◆ **Text block**
:::

The macaques that roam the city of Yamaguchi have injured 42 people including children and the elderly in recent weeks, in attacks which left their victims with scratches and bite marks.

Efforts to capture the monkeys have failed, as have police patrols deployed to deter the ambushes, with officials unsure if recent attacks were the work of a single monkey or several of them.

“It’s rare to see this many attacks in a short period of time,” an official told the BBC.

“Initially only children and women were attacked. Recently elderly people and adult men have been targeted too.”

Residents have been warned not to leave their windows open as some attacks have occured in people’s homes.

In one incident reported last week by local paper The Mainichi Shimbun, a monkey opened the screen door of a first-floor flat in the city’s Ogorishinmachi district early in the morning and scratched a four-year-old girl on her leg.

Macaques bathe high in the mountains of Japan’s Nagano prefecture (Getty)

Police said the monkey also attacked five other people in the immediate area.

One father told the paper of an attack in his home. He said: “I heard crying coming from the ground floor, so I hurried down. Then I saw a monkey hunching over my child.”

The Japanese macaque was once a vulnerable species but numbers have increased in recent decades and the monkeys are now considered to have a stable population.

The International Union for Conservation of Nature lists the Japanese macaque as a species of “Least Concern”.

Though the macaques, also known as snow monkeys, are commonly found in the evergreen forests of Japan’s mountains, they have been noted for their ability to prosper in close quarters with humans.

Research from Yamagata University found there had been “serious conflicts between people and the macaques”.

Farmers have been left particularly vulnerable by the growth in macaque numbers, with those established near forests most at risk from intruding monkeys hungry for crops.

One mountain village in the central prefecture of Nagano reportedly formed a “monkey militia” armed with air guns to scare off any primates looking for a free meal.

:::

◆ **What to work on**
1. According to the article on the Yamaguchi macaques, how many people have the monkeys injured in recent weeks?
2. Reproduce the rows word for word, beginning at the line that has "bbox: cockpit windshield" and continuing through the last of the rows, with both ends included. Omit the pictures from your answer.

(Object detection data)

:::

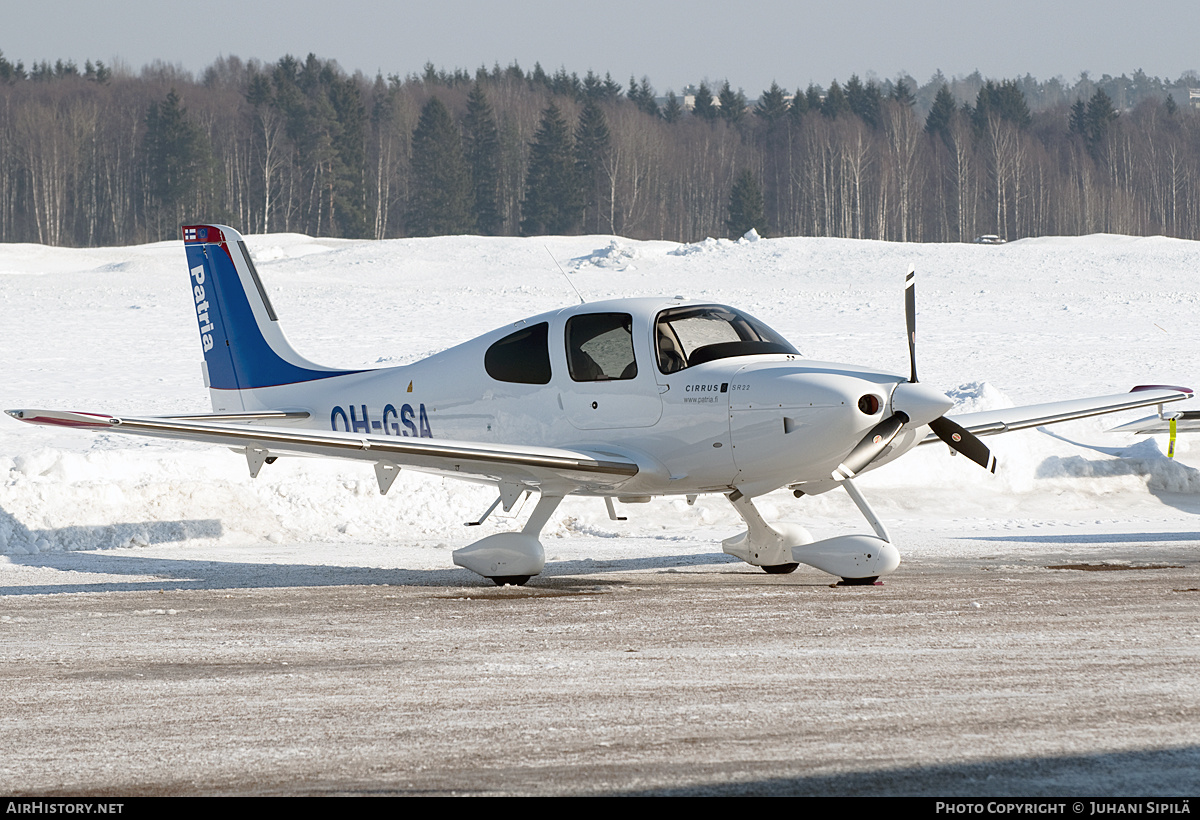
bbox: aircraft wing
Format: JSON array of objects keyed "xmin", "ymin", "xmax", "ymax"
[
  {"xmin": 922, "ymin": 384, "xmax": 1192, "ymax": 444},
  {"xmin": 5, "ymin": 409, "xmax": 638, "ymax": 492},
  {"xmin": 1109, "ymin": 411, "xmax": 1200, "ymax": 436}
]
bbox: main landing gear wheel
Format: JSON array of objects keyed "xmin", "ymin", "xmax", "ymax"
[{"xmin": 492, "ymin": 575, "xmax": 533, "ymax": 587}]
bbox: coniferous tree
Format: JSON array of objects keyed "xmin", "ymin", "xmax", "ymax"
[
  {"xmin": 143, "ymin": 89, "xmax": 210, "ymax": 235},
  {"xmin": 575, "ymin": 100, "xmax": 612, "ymax": 233},
  {"xmin": 408, "ymin": 97, "xmax": 475, "ymax": 237},
  {"xmin": 716, "ymin": 80, "xmax": 746, "ymax": 125},
  {"xmin": 325, "ymin": 77, "xmax": 367, "ymax": 239},
  {"xmin": 804, "ymin": 83, "xmax": 824, "ymax": 110},
  {"xmin": 0, "ymin": 52, "xmax": 25, "ymax": 85},
  {"xmin": 463, "ymin": 83, "xmax": 504, "ymax": 237},
  {"xmin": 662, "ymin": 91, "xmax": 683, "ymax": 122},
  {"xmin": 787, "ymin": 85, "xmax": 809, "ymax": 125},
  {"xmin": 691, "ymin": 83, "xmax": 720, "ymax": 122},
  {"xmin": 821, "ymin": 80, "xmax": 850, "ymax": 120},
  {"xmin": 725, "ymin": 170, "xmax": 767, "ymax": 239},
  {"xmin": 925, "ymin": 83, "xmax": 956, "ymax": 139},
  {"xmin": 890, "ymin": 79, "xmax": 917, "ymax": 108},
  {"xmin": 521, "ymin": 103, "xmax": 583, "ymax": 237},
  {"xmin": 754, "ymin": 83, "xmax": 787, "ymax": 124}
]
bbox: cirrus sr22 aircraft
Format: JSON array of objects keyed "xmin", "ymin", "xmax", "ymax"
[{"xmin": 7, "ymin": 226, "xmax": 1192, "ymax": 585}]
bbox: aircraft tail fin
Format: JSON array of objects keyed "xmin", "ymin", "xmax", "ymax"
[{"xmin": 177, "ymin": 225, "xmax": 359, "ymax": 409}]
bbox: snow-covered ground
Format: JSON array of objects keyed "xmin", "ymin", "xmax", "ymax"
[{"xmin": 0, "ymin": 228, "xmax": 1200, "ymax": 581}]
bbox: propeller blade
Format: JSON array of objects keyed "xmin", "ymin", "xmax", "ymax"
[
  {"xmin": 904, "ymin": 265, "xmax": 917, "ymax": 383},
  {"xmin": 929, "ymin": 415, "xmax": 996, "ymax": 473},
  {"xmin": 833, "ymin": 413, "xmax": 908, "ymax": 481}
]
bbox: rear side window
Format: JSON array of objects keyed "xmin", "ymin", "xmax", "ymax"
[{"xmin": 484, "ymin": 322, "xmax": 550, "ymax": 384}]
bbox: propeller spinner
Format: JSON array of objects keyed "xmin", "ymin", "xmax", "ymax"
[{"xmin": 833, "ymin": 267, "xmax": 996, "ymax": 480}]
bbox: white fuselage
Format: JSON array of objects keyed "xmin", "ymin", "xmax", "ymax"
[{"xmin": 223, "ymin": 299, "xmax": 920, "ymax": 496}]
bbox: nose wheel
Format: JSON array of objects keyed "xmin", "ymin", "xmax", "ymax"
[{"xmin": 491, "ymin": 575, "xmax": 533, "ymax": 587}]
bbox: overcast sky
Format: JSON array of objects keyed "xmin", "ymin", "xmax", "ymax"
[{"xmin": 9, "ymin": 0, "xmax": 1200, "ymax": 97}]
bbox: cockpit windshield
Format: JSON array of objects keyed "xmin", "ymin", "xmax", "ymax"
[{"xmin": 654, "ymin": 305, "xmax": 798, "ymax": 373}]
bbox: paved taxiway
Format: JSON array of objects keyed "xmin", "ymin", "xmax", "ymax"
[{"xmin": 0, "ymin": 543, "xmax": 1200, "ymax": 796}]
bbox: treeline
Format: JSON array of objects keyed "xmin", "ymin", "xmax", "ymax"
[{"xmin": 7, "ymin": 47, "xmax": 1200, "ymax": 246}]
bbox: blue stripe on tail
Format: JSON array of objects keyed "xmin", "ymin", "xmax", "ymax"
[{"xmin": 184, "ymin": 225, "xmax": 361, "ymax": 390}]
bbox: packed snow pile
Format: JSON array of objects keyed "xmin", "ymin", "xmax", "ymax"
[
  {"xmin": 571, "ymin": 239, "xmax": 637, "ymax": 270},
  {"xmin": 0, "ymin": 234, "xmax": 1200, "ymax": 565}
]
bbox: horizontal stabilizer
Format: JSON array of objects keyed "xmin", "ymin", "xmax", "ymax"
[{"xmin": 922, "ymin": 387, "xmax": 1192, "ymax": 444}]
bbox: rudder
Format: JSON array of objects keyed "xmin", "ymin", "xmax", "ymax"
[{"xmin": 177, "ymin": 225, "xmax": 358, "ymax": 406}]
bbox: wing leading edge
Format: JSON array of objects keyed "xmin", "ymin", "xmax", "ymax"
[{"xmin": 5, "ymin": 409, "xmax": 640, "ymax": 492}]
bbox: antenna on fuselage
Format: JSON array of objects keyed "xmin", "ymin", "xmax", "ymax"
[{"xmin": 542, "ymin": 245, "xmax": 588, "ymax": 305}]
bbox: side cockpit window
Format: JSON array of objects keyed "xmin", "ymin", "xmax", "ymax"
[
  {"xmin": 654, "ymin": 305, "xmax": 797, "ymax": 373},
  {"xmin": 484, "ymin": 322, "xmax": 550, "ymax": 384},
  {"xmin": 566, "ymin": 313, "xmax": 637, "ymax": 382}
]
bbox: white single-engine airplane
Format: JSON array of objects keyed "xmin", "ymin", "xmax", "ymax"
[{"xmin": 7, "ymin": 226, "xmax": 1192, "ymax": 585}]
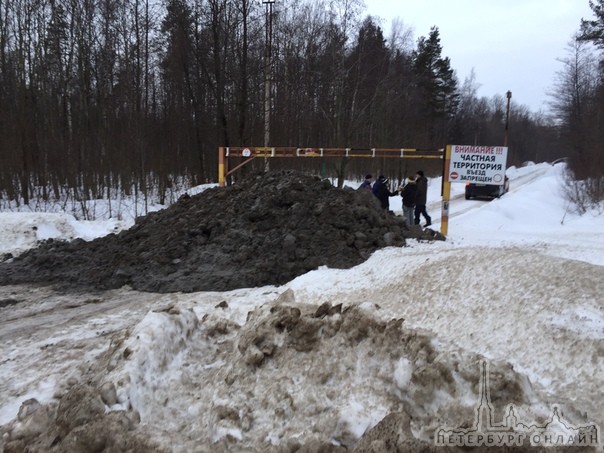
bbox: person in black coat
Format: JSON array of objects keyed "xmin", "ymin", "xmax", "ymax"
[
  {"xmin": 415, "ymin": 170, "xmax": 432, "ymax": 226},
  {"xmin": 401, "ymin": 176, "xmax": 417, "ymax": 225},
  {"xmin": 372, "ymin": 175, "xmax": 398, "ymax": 211}
]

:::

◆ **Written answers**
1. 42 people

2.
bbox: cockpit windshield
Format: JSON array of objects keyed "xmin", "ymin", "xmax", "ymax"
[{"xmin": 654, "ymin": 305, "xmax": 798, "ymax": 373}]
bbox: paved taxiway
Format: JSON array of objects keyed "xmin", "ymin", "xmax", "ymax"
[{"xmin": 0, "ymin": 543, "xmax": 1200, "ymax": 796}]
bbox: treeline
Format: JSON array of objects keyed "xmin", "ymin", "xmax", "ymax"
[{"xmin": 7, "ymin": 47, "xmax": 1200, "ymax": 246}]
bbox: blue stripe on tail
Format: JSON array of objects keyed "xmin", "ymin", "xmax", "ymax"
[{"xmin": 184, "ymin": 225, "xmax": 361, "ymax": 390}]
bbox: packed snow pile
Format: JSON array of objects keyed "xmin", "ymin", "xmax", "ymax"
[
  {"xmin": 571, "ymin": 239, "xmax": 637, "ymax": 270},
  {"xmin": 0, "ymin": 234, "xmax": 1200, "ymax": 565}
]
bbox: horizontal stabilizer
Format: JSON array of objects keyed "xmin", "ymin", "xmax", "ymax"
[{"xmin": 922, "ymin": 387, "xmax": 1192, "ymax": 444}]
bbox: rudder
Format: JSON array of objects keyed "xmin", "ymin", "xmax", "ymax"
[{"xmin": 177, "ymin": 225, "xmax": 358, "ymax": 406}]
bbox: wing leading edge
Format: JSON array of objects keyed "xmin", "ymin", "xmax", "ymax"
[{"xmin": 5, "ymin": 409, "xmax": 640, "ymax": 492}]
bbox: antenna on fuselage
Format: JSON array of objects keyed "xmin", "ymin", "xmax", "ymax"
[{"xmin": 542, "ymin": 245, "xmax": 588, "ymax": 305}]
bbox: side cockpit window
Format: JSON array of objects keyed "xmin", "ymin", "xmax", "ymax"
[
  {"xmin": 654, "ymin": 305, "xmax": 797, "ymax": 373},
  {"xmin": 484, "ymin": 322, "xmax": 550, "ymax": 384},
  {"xmin": 566, "ymin": 313, "xmax": 637, "ymax": 382}
]
bbox: white single-engine airplane
Format: JSON array of objects keyed "xmin", "ymin", "xmax", "ymax"
[{"xmin": 7, "ymin": 226, "xmax": 1192, "ymax": 585}]
bbox: person in black coat
Format: JSON array of objects keyed "xmin", "ymin", "xmax", "ymax"
[
  {"xmin": 415, "ymin": 170, "xmax": 432, "ymax": 226},
  {"xmin": 401, "ymin": 176, "xmax": 417, "ymax": 225},
  {"xmin": 372, "ymin": 175, "xmax": 398, "ymax": 211}
]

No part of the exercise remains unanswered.